◆ **Extrait choisi**
•••

Sous toutes ses formes, l’amour est une source de perfection morale ; il pousse aux plus nobles prouesses, et s’immole à l’honneur chevaleresque qui commande à l’amant de ne pas s’oublier dans les délices de la passion. Le plus grand sacrifice que la dame puisse demander à son ami, c’est de commettre quelque apparente lâcheté qui n’est jamais, d’ailleurs, qu’une épreuve momentanée.

Nous ne pouvons indiquer ici que les traits les plus généraux de cet amour, en insistant sur ceux qui n’apparaissent pas dans la poésie lyrique, par suite de la différence des genres. Il faut distinguer avec soin l’amour courtois des galanteries passagères auxquelles s’abandonnent les chevaliers qui n’ont pas le cœur pris par une grande passion, galanteries que favorise la coutume d’aller « s’ébattre » dans les jardins où chevaliers, dames et demoiselles se dispersent par couples en se tenant par la main. L’amour courtois est aussi caractérisé par la façon dont il s’analyse et dont il s’exprime : les amoureux étudient curieusement et avec angoisse les états successifs de leur passion, qu’ils détaillent avec préciosité. Nos vieux auteurs en viennent à jouer sur les mots plus encore que sur les idées, et abusent des antithèses et des images, qu’ils n’ont guère le souci de varier. Ce sont là défauts inhérents à tout art qui s’essaie ; mais on trouvera sans doute qu’ils sont bien rachetés par la grâce naïve de tant de scènes exquises, de tant de dialogues vibrants, où s’affirmait déjà l’esprit français, créateur incontesté de la littérature européenne.

•••

[Items issus d'une source de données]

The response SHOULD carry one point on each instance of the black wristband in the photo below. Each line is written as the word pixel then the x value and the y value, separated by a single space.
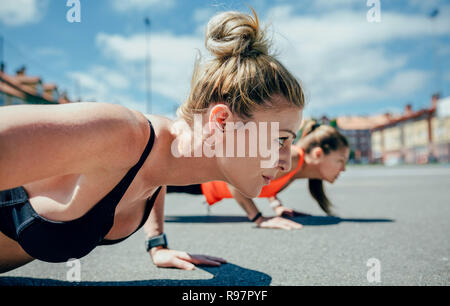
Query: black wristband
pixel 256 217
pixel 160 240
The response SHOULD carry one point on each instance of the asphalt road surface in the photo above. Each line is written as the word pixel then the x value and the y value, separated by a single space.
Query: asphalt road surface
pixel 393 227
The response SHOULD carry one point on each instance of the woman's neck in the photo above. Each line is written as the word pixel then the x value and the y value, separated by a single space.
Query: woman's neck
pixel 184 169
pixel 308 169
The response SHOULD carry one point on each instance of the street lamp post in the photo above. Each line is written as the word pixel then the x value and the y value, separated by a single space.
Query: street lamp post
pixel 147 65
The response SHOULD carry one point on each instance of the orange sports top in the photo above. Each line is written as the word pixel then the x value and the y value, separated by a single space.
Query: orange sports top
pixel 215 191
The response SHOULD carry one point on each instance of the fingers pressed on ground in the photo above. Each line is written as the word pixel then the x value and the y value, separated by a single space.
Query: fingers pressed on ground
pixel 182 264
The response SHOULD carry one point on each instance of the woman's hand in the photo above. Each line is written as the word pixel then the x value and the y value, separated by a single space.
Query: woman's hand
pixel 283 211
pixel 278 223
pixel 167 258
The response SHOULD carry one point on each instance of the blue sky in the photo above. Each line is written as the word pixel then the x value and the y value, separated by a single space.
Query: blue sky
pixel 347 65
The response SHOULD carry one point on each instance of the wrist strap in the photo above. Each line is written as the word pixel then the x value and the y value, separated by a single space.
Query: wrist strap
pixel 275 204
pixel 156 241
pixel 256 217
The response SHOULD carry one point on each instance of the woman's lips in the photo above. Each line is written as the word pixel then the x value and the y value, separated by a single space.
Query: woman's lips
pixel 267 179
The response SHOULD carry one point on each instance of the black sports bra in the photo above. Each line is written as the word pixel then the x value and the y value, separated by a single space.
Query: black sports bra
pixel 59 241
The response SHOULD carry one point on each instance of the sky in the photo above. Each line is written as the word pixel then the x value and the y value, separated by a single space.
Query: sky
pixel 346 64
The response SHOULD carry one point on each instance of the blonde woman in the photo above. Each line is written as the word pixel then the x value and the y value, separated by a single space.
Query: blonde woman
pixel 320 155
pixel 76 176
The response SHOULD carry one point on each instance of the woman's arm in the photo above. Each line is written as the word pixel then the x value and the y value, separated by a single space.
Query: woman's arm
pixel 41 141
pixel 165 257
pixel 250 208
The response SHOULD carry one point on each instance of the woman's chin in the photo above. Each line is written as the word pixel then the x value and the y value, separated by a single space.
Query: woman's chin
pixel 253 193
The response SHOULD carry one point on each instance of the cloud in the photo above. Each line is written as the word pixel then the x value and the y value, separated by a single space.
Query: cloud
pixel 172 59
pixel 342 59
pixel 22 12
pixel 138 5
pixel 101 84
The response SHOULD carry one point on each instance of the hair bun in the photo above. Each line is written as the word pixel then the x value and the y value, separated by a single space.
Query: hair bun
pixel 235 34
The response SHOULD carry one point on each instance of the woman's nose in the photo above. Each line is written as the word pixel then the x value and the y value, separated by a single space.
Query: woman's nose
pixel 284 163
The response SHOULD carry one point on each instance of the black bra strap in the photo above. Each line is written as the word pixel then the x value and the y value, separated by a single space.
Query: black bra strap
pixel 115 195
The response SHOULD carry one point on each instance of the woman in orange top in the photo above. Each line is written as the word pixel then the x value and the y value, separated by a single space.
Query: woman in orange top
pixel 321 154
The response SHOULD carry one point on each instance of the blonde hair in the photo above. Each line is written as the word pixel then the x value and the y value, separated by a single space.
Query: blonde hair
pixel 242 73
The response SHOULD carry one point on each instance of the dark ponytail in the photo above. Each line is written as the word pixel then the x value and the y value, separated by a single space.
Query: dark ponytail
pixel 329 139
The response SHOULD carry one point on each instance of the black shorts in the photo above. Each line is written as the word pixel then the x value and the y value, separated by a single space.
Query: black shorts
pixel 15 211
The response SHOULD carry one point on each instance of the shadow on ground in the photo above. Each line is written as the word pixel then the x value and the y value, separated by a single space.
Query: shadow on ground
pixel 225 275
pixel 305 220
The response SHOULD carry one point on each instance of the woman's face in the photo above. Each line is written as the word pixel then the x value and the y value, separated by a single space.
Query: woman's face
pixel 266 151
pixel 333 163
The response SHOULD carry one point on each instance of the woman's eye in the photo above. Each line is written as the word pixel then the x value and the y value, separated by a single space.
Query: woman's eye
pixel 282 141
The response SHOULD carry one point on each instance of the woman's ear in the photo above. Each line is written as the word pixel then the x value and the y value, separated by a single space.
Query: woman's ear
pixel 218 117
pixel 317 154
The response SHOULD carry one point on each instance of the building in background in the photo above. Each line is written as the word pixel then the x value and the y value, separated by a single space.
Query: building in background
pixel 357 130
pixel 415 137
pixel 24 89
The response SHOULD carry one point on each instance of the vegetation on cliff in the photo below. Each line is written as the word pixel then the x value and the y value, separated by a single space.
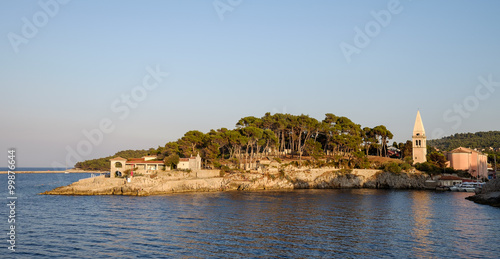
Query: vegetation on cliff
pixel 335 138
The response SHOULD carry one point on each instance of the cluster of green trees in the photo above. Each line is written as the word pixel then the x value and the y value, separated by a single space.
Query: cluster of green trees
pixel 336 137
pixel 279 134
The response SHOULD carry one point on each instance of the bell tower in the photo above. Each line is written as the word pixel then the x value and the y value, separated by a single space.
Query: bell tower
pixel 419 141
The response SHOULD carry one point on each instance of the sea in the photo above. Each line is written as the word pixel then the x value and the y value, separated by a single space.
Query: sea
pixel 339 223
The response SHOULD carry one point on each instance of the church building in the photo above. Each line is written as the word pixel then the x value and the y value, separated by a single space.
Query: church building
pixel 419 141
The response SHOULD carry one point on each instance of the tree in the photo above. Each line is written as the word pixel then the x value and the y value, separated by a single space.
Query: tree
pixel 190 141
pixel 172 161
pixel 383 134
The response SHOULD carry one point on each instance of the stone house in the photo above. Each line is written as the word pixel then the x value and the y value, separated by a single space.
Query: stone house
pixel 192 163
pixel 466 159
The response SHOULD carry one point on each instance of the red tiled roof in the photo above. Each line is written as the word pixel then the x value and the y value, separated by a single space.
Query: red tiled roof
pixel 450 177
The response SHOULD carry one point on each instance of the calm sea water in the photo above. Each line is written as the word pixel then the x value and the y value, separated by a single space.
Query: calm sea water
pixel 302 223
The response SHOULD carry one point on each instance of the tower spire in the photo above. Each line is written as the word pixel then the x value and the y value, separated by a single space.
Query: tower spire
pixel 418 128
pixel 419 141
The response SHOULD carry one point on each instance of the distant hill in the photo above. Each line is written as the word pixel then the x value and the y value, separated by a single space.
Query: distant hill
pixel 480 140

•••

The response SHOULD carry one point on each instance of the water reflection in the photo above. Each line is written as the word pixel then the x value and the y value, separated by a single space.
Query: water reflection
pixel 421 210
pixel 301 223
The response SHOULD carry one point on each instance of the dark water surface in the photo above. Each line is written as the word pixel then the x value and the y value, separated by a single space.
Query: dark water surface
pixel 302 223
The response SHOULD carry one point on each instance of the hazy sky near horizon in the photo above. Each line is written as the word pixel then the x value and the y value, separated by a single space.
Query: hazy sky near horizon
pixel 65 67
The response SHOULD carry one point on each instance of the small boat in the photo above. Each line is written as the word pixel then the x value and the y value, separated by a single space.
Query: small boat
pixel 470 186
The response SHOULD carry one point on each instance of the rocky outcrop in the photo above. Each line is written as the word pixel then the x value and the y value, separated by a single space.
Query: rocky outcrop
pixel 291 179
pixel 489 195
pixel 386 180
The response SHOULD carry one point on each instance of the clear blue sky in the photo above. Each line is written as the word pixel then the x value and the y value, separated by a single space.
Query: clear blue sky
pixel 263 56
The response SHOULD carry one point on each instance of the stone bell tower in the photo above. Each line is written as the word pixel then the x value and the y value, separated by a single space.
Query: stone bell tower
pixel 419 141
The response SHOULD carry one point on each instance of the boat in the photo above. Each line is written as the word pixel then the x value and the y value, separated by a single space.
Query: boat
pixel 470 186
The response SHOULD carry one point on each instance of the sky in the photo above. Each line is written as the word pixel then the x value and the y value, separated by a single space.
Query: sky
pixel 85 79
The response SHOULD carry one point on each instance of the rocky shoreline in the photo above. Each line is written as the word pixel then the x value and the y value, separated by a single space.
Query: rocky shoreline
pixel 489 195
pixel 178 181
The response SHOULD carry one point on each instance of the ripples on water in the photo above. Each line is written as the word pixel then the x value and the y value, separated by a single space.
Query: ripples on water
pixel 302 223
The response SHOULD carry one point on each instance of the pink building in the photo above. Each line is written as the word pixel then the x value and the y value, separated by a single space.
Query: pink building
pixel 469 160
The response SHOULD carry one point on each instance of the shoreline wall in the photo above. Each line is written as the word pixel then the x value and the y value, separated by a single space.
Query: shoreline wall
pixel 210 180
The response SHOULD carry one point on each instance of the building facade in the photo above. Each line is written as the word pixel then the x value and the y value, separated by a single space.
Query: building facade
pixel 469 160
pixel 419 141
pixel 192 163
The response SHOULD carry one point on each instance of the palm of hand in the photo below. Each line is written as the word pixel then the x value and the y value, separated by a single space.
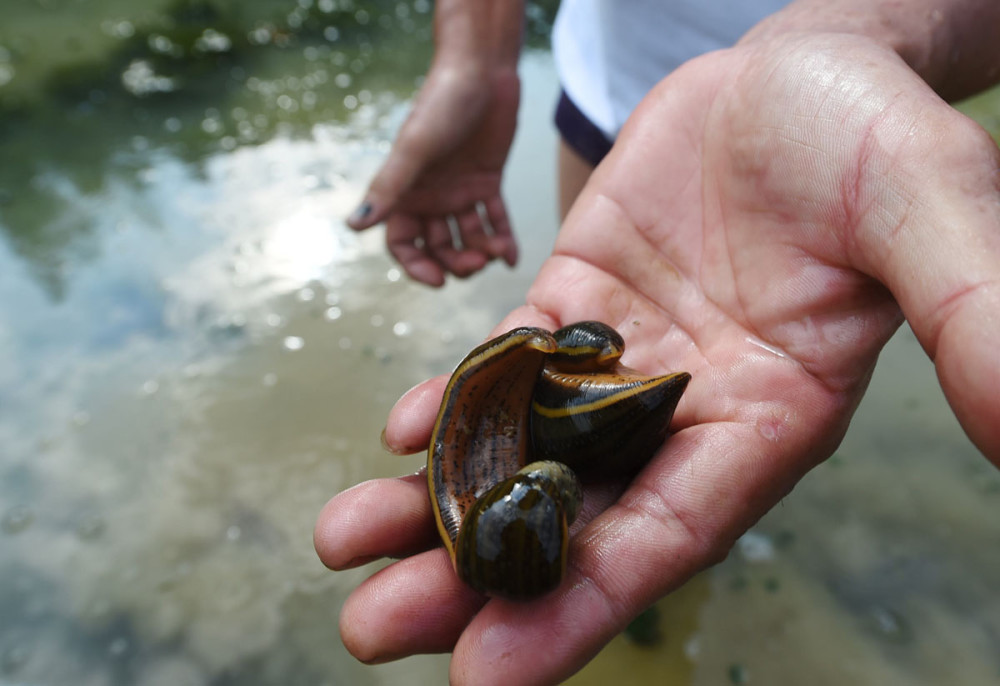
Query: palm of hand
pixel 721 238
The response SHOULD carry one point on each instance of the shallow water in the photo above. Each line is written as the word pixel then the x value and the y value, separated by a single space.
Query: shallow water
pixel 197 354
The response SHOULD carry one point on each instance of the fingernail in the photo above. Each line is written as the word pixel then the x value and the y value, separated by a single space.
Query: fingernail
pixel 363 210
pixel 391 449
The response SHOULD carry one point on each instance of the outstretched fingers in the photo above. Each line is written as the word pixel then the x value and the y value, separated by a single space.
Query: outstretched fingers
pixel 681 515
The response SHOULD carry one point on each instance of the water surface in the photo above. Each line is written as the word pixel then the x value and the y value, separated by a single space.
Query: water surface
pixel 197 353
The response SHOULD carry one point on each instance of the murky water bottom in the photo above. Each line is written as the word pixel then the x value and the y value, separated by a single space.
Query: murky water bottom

•••

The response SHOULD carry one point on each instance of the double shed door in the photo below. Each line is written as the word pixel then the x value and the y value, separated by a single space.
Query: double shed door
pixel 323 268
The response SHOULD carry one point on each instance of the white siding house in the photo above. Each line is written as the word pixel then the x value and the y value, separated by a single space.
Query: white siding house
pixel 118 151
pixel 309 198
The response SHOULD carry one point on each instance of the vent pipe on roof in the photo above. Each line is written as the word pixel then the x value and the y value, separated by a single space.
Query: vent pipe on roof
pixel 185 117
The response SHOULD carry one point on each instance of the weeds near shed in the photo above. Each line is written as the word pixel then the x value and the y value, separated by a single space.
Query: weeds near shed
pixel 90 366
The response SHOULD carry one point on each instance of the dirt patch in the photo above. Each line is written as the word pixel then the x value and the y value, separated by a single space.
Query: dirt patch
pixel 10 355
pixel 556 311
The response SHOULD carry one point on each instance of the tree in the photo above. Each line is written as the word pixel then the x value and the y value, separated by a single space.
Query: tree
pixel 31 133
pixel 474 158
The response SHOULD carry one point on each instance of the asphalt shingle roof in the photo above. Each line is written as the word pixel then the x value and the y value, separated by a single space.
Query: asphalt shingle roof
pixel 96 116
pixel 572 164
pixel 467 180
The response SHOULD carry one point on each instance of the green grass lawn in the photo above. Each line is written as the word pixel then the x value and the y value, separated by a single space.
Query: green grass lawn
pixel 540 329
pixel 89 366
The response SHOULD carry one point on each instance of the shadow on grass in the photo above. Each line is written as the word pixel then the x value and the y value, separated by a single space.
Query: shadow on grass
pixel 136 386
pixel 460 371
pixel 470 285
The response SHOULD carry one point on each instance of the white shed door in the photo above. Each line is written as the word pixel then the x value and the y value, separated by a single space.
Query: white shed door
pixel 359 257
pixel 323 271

•••

◆ **À faire**
Reprenez mot pour mot le passage de l'extrait sur l'amour courtois qui va de « Sous toutes ses » jusqu'à « qu’une épreuve momentanée. » inclus.

◆ **Corrigé**
Sous toutes ses formes, l’amour est une source de perfection morale ; il pousse aux plus nobles prouesses, et s’immole à l’honneur chevaleresque qui commande à l’amant de ne pas s’oublier dans les délices de la passion. Le plus grand sacrifice que la dame puisse demander à son ami, c’est de commettre quelque apparente lâcheté qui n’est jamais, d’ailleurs, qu’une épreuve momentanée.